**Directions for this task**
Find the line containing "positive clicks: (468, 247)" in the listing below. Repeat it exactly, along with each following line up to and including the one containing "positive clicks: (619, 185)".

**Data to process**
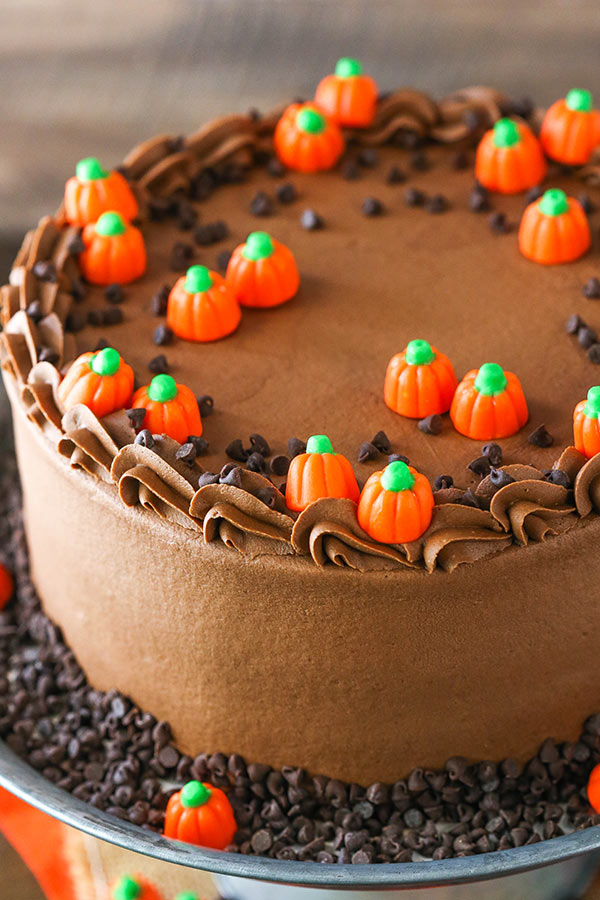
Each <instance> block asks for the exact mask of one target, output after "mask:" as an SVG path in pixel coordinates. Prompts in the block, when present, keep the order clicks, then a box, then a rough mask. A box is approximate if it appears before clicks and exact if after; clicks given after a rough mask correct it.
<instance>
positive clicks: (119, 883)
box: [110, 875, 164, 900]
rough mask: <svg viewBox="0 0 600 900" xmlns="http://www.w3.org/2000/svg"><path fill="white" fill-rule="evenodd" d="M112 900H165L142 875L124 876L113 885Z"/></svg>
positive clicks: (114, 883)
mask: <svg viewBox="0 0 600 900" xmlns="http://www.w3.org/2000/svg"><path fill="white" fill-rule="evenodd" d="M110 896H111V900H164V898H163V895H162V894H161V893H160V891H159V890H158V889H157V888H155V887H154V885H153V884H151V882H149V881H148V879H147V878H144V877H143V876H142V875H122V876H121V878H118V879H117V881H115V883H114V884H113V887H112V890H111V893H110Z"/></svg>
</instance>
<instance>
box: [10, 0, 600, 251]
mask: <svg viewBox="0 0 600 900" xmlns="http://www.w3.org/2000/svg"><path fill="white" fill-rule="evenodd" d="M599 38H600V4H599V3H598V0H545V2H543V3H542V2H540V0H84V2H82V0H0V46H1V48H2V51H1V53H0V85H1V87H2V90H1V96H0V128H1V138H0V185H1V192H0V196H1V207H0V231H1V233H2V234H4V235H6V234H7V233H8V234H10V233H14V232H17V231H21V230H23V229H24V228H25V227H27V226H28V225H29V224H30V223H31V222H32V221H34V220H35V219H37V218H38V217H39V216H40V215H42V214H43V213H44V212H46V211H48V210H52V209H53V208H54V207H55V206H56V204H57V201H58V200H59V198H60V195H61V191H62V186H63V183H64V181H65V179H66V178H67V177H68V176H69V175H70V174H71V173H72V171H73V167H74V163H75V162H76V160H78V159H79V158H80V157H82V156H88V155H91V154H94V155H98V156H100V157H101V158H102V159H103V160H104V161H105V162H106V163H113V162H116V161H118V160H119V159H121V158H122V157H123V155H124V154H125V153H126V152H127V150H128V149H129V148H130V147H131V146H132V145H133V144H135V143H136V142H138V141H139V140H141V139H142V138H143V137H145V136H148V135H150V134H152V133H157V132H160V131H170V132H175V133H179V132H187V131H191V130H193V129H194V128H196V127H197V126H198V125H199V124H200V123H202V122H204V121H206V120H207V119H209V118H210V117H213V116H216V115H218V114H219V113H221V112H224V111H245V110H246V109H247V108H248V107H250V106H251V105H257V106H261V107H265V108H266V107H268V106H269V105H271V104H275V103H277V102H280V101H281V100H282V98H288V97H293V96H297V95H305V96H309V95H310V94H311V93H312V91H313V90H314V86H315V84H316V81H317V80H318V78H319V77H320V76H321V75H323V74H325V73H326V72H328V71H329V70H330V69H331V67H332V65H333V63H334V61H335V60H336V58H337V57H338V56H340V55H356V56H358V57H360V58H361V59H362V60H363V61H364V63H365V65H366V68H367V69H368V70H369V71H370V72H371V73H372V74H373V75H375V76H376V77H377V79H378V80H379V83H380V85H381V87H382V88H390V87H393V86H401V85H414V86H418V87H422V88H424V89H426V90H429V91H431V92H433V93H434V94H435V95H440V94H442V93H446V92H448V91H450V90H453V89H455V88H458V87H461V86H464V85H466V84H469V83H476V82H478V83H492V84H494V85H497V86H498V87H501V88H504V89H505V90H507V91H508V92H511V93H513V94H515V95H518V96H521V95H523V94H530V95H532V96H533V97H534V98H535V99H536V100H538V101H540V102H549V101H551V100H552V99H554V98H555V97H556V96H558V95H562V94H563V93H564V92H565V90H566V89H568V88H569V87H573V86H581V87H589V88H591V89H594V87H598V88H599V92H600V85H598V73H599V66H598V63H599V58H600V54H599V49H598V47H599ZM594 82H595V83H594ZM599 99H600V98H599Z"/></svg>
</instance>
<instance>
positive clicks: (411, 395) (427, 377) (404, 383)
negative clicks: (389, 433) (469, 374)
mask: <svg viewBox="0 0 600 900" xmlns="http://www.w3.org/2000/svg"><path fill="white" fill-rule="evenodd" d="M457 384H458V379H457V377H456V375H455V373H454V369H453V367H452V363H451V362H450V360H449V359H448V357H447V356H445V355H444V354H443V353H440V351H439V350H436V348H435V347H432V346H431V344H429V343H428V342H427V341H423V340H414V341H410V342H409V344H408V345H407V347H406V348H405V349H404V350H403V351H402V353H396V355H395V356H392V358H391V359H390V361H389V363H388V367H387V372H386V376H385V387H384V398H385V402H386V404H387V405H388V406H389V408H390V409H393V410H394V412H397V413H400V415H401V416H408V417H409V418H412V419H423V418H425V416H431V415H436V414H441V413H445V412H448V410H449V409H450V404H451V403H452V397H453V396H454V391H455V390H456V385H457Z"/></svg>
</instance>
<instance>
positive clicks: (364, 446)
mask: <svg viewBox="0 0 600 900" xmlns="http://www.w3.org/2000/svg"><path fill="white" fill-rule="evenodd" d="M378 453H379V451H378V449H377V447H376V446H375V445H374V444H371V442H370V441H364V443H362V444H361V445H360V450H359V451H358V461H359V462H360V463H365V462H368V461H369V460H370V459H375V458H376V457H377V454H378Z"/></svg>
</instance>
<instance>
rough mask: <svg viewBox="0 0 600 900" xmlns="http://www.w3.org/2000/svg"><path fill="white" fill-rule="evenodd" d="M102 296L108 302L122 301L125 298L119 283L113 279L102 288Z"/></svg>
mask: <svg viewBox="0 0 600 900" xmlns="http://www.w3.org/2000/svg"><path fill="white" fill-rule="evenodd" d="M104 298H105V300H107V301H108V302H109V303H122V302H123V300H124V299H125V293H124V291H123V288H122V287H121V285H120V284H119V283H118V282H116V281H115V282H114V283H113V284H109V285H107V287H105V288H104Z"/></svg>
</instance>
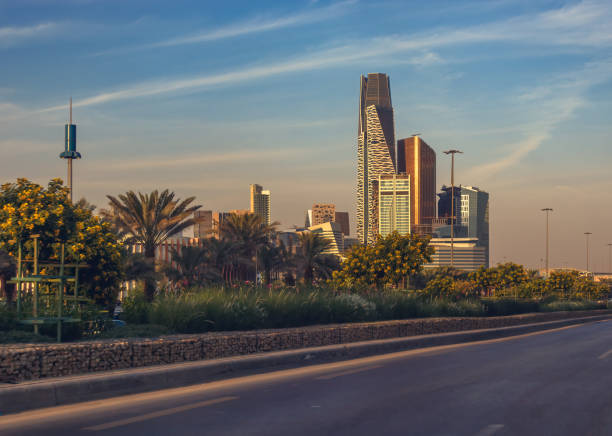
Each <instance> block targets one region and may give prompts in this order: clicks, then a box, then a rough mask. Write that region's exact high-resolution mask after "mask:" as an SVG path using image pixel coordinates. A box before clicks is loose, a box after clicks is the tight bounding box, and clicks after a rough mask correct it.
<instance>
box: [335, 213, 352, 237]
mask: <svg viewBox="0 0 612 436" xmlns="http://www.w3.org/2000/svg"><path fill="white" fill-rule="evenodd" d="M334 221H335V222H337V223H338V224H340V228H341V229H342V233H344V236H349V235H350V234H351V227H350V223H349V218H348V212H336V214H335V217H334Z"/></svg>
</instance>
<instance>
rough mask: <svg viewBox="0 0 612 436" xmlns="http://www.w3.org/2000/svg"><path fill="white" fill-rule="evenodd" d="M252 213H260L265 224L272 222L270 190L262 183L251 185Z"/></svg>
mask: <svg viewBox="0 0 612 436" xmlns="http://www.w3.org/2000/svg"><path fill="white" fill-rule="evenodd" d="M251 213H254V214H256V215H259V216H260V217H261V218H262V219H263V221H264V223H265V224H270V223H271V222H272V221H271V220H270V191H265V190H264V189H263V188H262V187H261V186H260V185H257V184H253V185H251Z"/></svg>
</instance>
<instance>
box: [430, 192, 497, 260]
mask: <svg viewBox="0 0 612 436" xmlns="http://www.w3.org/2000/svg"><path fill="white" fill-rule="evenodd" d="M454 191H455V217H456V219H455V229H454V236H455V237H457V238H461V237H464V238H477V239H478V242H477V245H478V246H479V247H484V248H485V256H486V264H485V266H487V267H488V266H489V193H488V192H485V191H482V190H480V189H478V188H475V187H473V186H455V189H454ZM438 196H439V197H440V199H439V200H438V217H440V218H447V225H446V226H444V227H440V228H439V229H438V230H437V234H438V236H440V237H443V238H448V237H450V226H451V216H452V214H451V187H450V186H443V187H442V192H441V193H439V194H438Z"/></svg>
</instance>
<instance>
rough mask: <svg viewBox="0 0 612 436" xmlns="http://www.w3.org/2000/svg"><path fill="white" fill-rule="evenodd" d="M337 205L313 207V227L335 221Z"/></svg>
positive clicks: (312, 209) (318, 205)
mask: <svg viewBox="0 0 612 436" xmlns="http://www.w3.org/2000/svg"><path fill="white" fill-rule="evenodd" d="M335 215H336V205H335V204H323V203H317V204H313V205H312V222H311V223H310V225H311V226H316V225H319V224H323V223H329V222H333V221H335V218H336V216H335Z"/></svg>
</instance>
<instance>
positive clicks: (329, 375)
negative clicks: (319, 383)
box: [316, 365, 382, 380]
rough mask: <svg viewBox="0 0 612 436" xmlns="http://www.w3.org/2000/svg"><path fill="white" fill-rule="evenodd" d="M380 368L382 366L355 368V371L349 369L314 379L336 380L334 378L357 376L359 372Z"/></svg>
mask: <svg viewBox="0 0 612 436" xmlns="http://www.w3.org/2000/svg"><path fill="white" fill-rule="evenodd" d="M381 367H382V365H372V366H366V367H365V368H357V369H351V370H348V371H343V372H336V373H334V374H327V375H322V376H319V377H316V379H317V380H329V379H332V378H336V377H342V376H343V375H351V374H357V373H359V372H363V371H369V370H371V369H376V368H381Z"/></svg>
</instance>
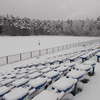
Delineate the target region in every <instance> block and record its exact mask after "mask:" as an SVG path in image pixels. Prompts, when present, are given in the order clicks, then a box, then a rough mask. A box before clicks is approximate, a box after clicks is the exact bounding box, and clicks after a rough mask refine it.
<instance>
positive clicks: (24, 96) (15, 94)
mask: <svg viewBox="0 0 100 100" xmlns="http://www.w3.org/2000/svg"><path fill="white" fill-rule="evenodd" d="M27 96H28V89H26V88H22V87H19V88H14V89H12V90H11V91H10V92H9V93H7V94H5V95H4V96H3V100H25V99H26V98H27Z"/></svg>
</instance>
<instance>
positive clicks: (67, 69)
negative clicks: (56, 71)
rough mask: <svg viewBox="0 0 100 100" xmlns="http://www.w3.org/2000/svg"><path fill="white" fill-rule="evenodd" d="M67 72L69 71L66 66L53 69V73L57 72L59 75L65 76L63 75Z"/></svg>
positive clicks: (68, 68)
mask: <svg viewBox="0 0 100 100" xmlns="http://www.w3.org/2000/svg"><path fill="white" fill-rule="evenodd" d="M68 70H69V67H68V66H66V67H65V66H60V67H58V68H56V69H54V71H57V72H59V73H60V75H65V74H67V72H68Z"/></svg>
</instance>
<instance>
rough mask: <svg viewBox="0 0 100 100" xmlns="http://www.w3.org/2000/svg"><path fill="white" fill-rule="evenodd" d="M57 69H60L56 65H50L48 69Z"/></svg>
mask: <svg viewBox="0 0 100 100" xmlns="http://www.w3.org/2000/svg"><path fill="white" fill-rule="evenodd" d="M58 67H60V66H59V65H58V64H53V65H50V68H51V69H56V68H58Z"/></svg>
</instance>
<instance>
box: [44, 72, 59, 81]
mask: <svg viewBox="0 0 100 100" xmlns="http://www.w3.org/2000/svg"><path fill="white" fill-rule="evenodd" d="M43 76H45V77H47V78H49V79H51V80H57V79H58V78H59V77H60V76H59V73H58V72H56V71H50V72H48V73H45V74H44V75H43Z"/></svg>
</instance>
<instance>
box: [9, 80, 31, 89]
mask: <svg viewBox="0 0 100 100" xmlns="http://www.w3.org/2000/svg"><path fill="white" fill-rule="evenodd" d="M28 81H29V80H28V79H26V78H22V79H17V80H15V81H14V82H12V83H11V85H12V86H15V87H20V86H23V85H25V84H26V83H27V82H28Z"/></svg>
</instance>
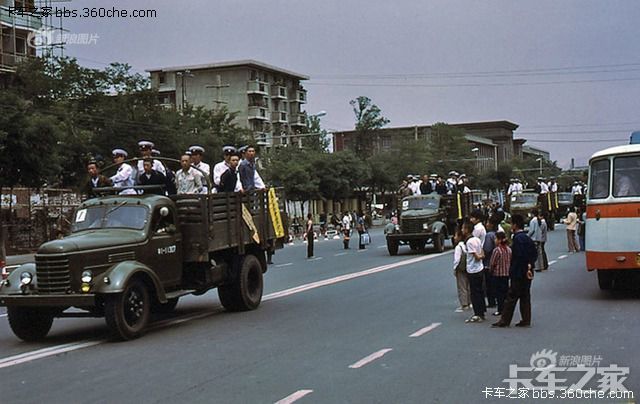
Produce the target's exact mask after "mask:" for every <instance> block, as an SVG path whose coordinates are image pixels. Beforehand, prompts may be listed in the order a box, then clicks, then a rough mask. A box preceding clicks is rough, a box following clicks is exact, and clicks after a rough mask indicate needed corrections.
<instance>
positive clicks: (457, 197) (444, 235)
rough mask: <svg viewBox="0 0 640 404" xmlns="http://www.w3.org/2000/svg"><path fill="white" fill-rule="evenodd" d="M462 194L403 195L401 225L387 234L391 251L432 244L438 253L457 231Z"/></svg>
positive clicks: (401, 210) (396, 226) (388, 232)
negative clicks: (443, 194) (457, 220)
mask: <svg viewBox="0 0 640 404" xmlns="http://www.w3.org/2000/svg"><path fill="white" fill-rule="evenodd" d="M462 195H463V194H456V195H438V194H436V193H431V194H428V195H415V196H408V197H405V198H403V199H402V201H401V204H400V206H401V211H400V216H399V218H398V225H397V226H396V227H395V229H394V230H393V231H389V232H387V234H386V238H387V250H388V251H389V254H390V255H397V254H398V247H399V246H400V245H409V247H410V248H411V249H412V250H422V249H424V247H425V245H426V244H428V243H431V244H433V246H434V248H435V250H436V251H437V252H442V251H444V242H445V240H446V239H447V238H448V237H451V236H453V233H454V231H455V227H456V224H457V219H458V214H457V211H458V209H457V207H458V206H460V203H461V201H460V198H461V197H462ZM465 199H468V200H469V202H470V198H465Z"/></svg>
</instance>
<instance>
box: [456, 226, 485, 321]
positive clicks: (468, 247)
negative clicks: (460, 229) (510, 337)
mask: <svg viewBox="0 0 640 404" xmlns="http://www.w3.org/2000/svg"><path fill="white" fill-rule="evenodd" d="M472 231H473V225H472V224H471V223H469V222H466V223H464V224H463V225H462V235H463V236H464V237H465V240H466V242H465V246H466V248H467V278H468V279H469V289H470V290H471V304H472V305H473V316H471V317H470V318H468V319H467V320H465V322H467V323H481V322H483V321H484V315H485V312H486V311H487V308H486V304H485V301H484V288H483V281H484V273H483V270H484V265H483V264H482V259H483V258H484V251H483V249H482V242H481V241H480V239H479V238H478V237H475V236H473V235H472V234H471V233H472Z"/></svg>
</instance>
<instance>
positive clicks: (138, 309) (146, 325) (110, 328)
mask: <svg viewBox="0 0 640 404" xmlns="http://www.w3.org/2000/svg"><path fill="white" fill-rule="evenodd" d="M150 312H151V298H150V297H149V290H148V289H147V286H146V285H145V284H144V283H143V282H142V281H140V280H137V279H134V280H132V281H131V282H129V284H128V285H127V287H126V288H125V290H124V292H122V293H118V294H114V295H108V296H107V297H106V299H105V320H106V322H107V325H108V326H109V329H110V330H111V334H112V336H113V337H114V338H115V339H119V340H123V341H126V340H130V339H134V338H138V337H139V336H141V335H142V334H143V333H144V331H145V329H146V327H147V324H148V323H149V314H150Z"/></svg>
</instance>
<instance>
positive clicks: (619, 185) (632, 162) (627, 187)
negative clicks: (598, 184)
mask: <svg viewBox="0 0 640 404" xmlns="http://www.w3.org/2000/svg"><path fill="white" fill-rule="evenodd" d="M613 196H622V197H624V196H640V156H629V157H616V158H615V159H614V160H613Z"/></svg>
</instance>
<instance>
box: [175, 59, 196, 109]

**Solved exercise**
positive clicks: (468, 247)
negative clicks: (460, 229) (510, 337)
mask: <svg viewBox="0 0 640 404" xmlns="http://www.w3.org/2000/svg"><path fill="white" fill-rule="evenodd" d="M472 231H473V225H472V224H471V223H469V222H466V223H464V224H463V225H462V235H463V236H464V237H465V240H466V242H465V246H466V248H467V278H468V279H469V289H470V290H471V304H472V305H473V316H471V317H470V318H468V319H467V320H465V322H467V323H481V322H483V321H484V315H485V312H486V311H487V308H486V304H485V301H484V288H483V281H484V273H483V270H484V265H483V264H482V259H483V258H484V251H483V249H482V242H481V241H480V239H479V238H478V237H475V236H473V235H472V234H471V233H472Z"/></svg>
</instance>
<instance>
positive clicks: (138, 309) (146, 325) (110, 328)
mask: <svg viewBox="0 0 640 404" xmlns="http://www.w3.org/2000/svg"><path fill="white" fill-rule="evenodd" d="M150 312H151V298H150V297H149V290H148V289H147V286H146V285H145V284H144V283H143V282H142V281H140V280H137V279H134V280H132V281H131V282H129V284H128V285H127V287H126V288H125V290H124V292H122V293H118V294H114V295H108V296H107V297H106V299H105V320H106V322H107V325H108V326H109V329H110V330H111V334H112V336H113V337H114V338H115V339H119V340H123V341H126V340H130V339H134V338H138V337H139V336H141V335H142V334H143V333H144V331H145V329H146V327H147V324H148V323H149V314H150Z"/></svg>
</instance>
<instance>
positive clicks: (619, 185) (632, 162) (627, 187)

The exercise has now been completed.